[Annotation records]
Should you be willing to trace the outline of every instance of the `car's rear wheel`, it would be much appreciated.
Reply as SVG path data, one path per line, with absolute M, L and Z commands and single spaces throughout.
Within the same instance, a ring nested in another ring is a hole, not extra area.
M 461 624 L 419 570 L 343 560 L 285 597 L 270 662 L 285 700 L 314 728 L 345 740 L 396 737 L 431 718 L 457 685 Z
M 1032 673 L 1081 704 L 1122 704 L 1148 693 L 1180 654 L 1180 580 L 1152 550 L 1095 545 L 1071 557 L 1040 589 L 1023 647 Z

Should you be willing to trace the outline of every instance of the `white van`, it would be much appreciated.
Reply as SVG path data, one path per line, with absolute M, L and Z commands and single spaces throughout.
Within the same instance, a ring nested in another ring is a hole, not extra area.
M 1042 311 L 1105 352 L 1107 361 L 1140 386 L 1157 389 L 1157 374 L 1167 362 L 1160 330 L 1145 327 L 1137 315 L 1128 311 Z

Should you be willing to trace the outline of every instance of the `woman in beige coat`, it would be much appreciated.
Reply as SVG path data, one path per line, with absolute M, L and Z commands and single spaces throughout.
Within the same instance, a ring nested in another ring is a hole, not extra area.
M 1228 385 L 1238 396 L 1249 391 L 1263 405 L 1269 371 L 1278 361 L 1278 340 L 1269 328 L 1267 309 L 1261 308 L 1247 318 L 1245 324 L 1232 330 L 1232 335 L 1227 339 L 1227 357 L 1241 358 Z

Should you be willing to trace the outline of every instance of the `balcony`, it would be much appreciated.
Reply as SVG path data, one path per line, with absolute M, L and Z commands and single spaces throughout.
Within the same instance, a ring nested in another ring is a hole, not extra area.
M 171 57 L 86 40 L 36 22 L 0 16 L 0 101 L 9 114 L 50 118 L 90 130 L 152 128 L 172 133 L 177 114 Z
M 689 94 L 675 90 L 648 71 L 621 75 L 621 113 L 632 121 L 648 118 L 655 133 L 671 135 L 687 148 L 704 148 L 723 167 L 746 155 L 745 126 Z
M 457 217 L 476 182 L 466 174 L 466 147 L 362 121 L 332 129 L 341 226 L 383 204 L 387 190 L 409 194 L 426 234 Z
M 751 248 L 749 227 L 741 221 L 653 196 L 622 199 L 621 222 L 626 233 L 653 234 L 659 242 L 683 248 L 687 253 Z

* _WORK TO COMPLETE_
Give every line of the records above as a JSON list of strings, one string per line, with blank lines omitted.

* _EXERCISE ANSWER_
[
  "Should you be willing to trace the outline of every instance of the `car's rear wheel`, it would be much appreciated.",
  "Reply as SVG path data, one path per line, with absolute M, L and Z commands and single spaces throughout.",
  "Within the same instance, a ring nested in another ring is a hole, not extra area.",
  "M 461 624 L 419 570 L 343 560 L 285 597 L 270 662 L 285 700 L 314 728 L 345 740 L 396 737 L 431 718 L 457 685 Z",
  "M 1032 673 L 1081 704 L 1122 704 L 1148 693 L 1180 654 L 1180 580 L 1152 550 L 1095 545 L 1071 557 L 1040 589 L 1023 647 Z",
  "Should you be willing to trace the outline of every instance of the `white van`, it would be much appreciated.",
  "Reply as SVG path data, one path per line, with absolute M, L and Z commands and single spaces throughout.",
  "Within the same instance, a ring nested in another ring is a hole, not extra area.",
  "M 1042 311 L 1105 352 L 1107 361 L 1140 386 L 1157 389 L 1157 374 L 1167 362 L 1160 330 L 1145 327 L 1137 315 L 1128 311 Z",
  "Should you be willing to trace the outline of every instance of the `woman in beige coat`, it would be much appreciated.",
  "Reply as SVG path data, one path per line, with absolute M, L and Z commands and single spaces throughout.",
  "Within the same instance, a ring nested in another ring is a hole, not extra area.",
  "M 1228 385 L 1238 396 L 1249 391 L 1263 405 L 1269 371 L 1278 361 L 1278 340 L 1269 328 L 1267 309 L 1261 308 L 1247 318 L 1245 324 L 1232 330 L 1232 335 L 1227 339 L 1227 357 L 1241 358 Z",
  "Should you be willing to trace the outline of every instance of the `balcony`, it would be much appreciated.",
  "Reply as SVG path data, one path per line, with absolute M, L and Z commands and single spaces throughout.",
  "Within the same instance, a ring nested in another ring is a hole, not extra area.",
  "M 171 57 L 86 40 L 36 22 L 0 16 L 0 101 L 9 114 L 50 118 L 90 130 L 152 128 L 172 133 L 177 114 Z",
  "M 689 94 L 675 90 L 648 71 L 621 75 L 621 113 L 632 121 L 648 118 L 655 133 L 671 135 L 687 148 L 704 148 L 723 167 L 746 155 L 745 126 Z",
  "M 457 217 L 476 182 L 466 174 L 466 147 L 362 121 L 332 129 L 341 226 L 383 204 L 387 190 L 409 194 L 426 234 Z",
  "M 751 248 L 749 227 L 741 221 L 653 196 L 622 199 L 621 222 L 626 233 L 653 234 L 659 242 L 683 248 L 687 253 Z"
]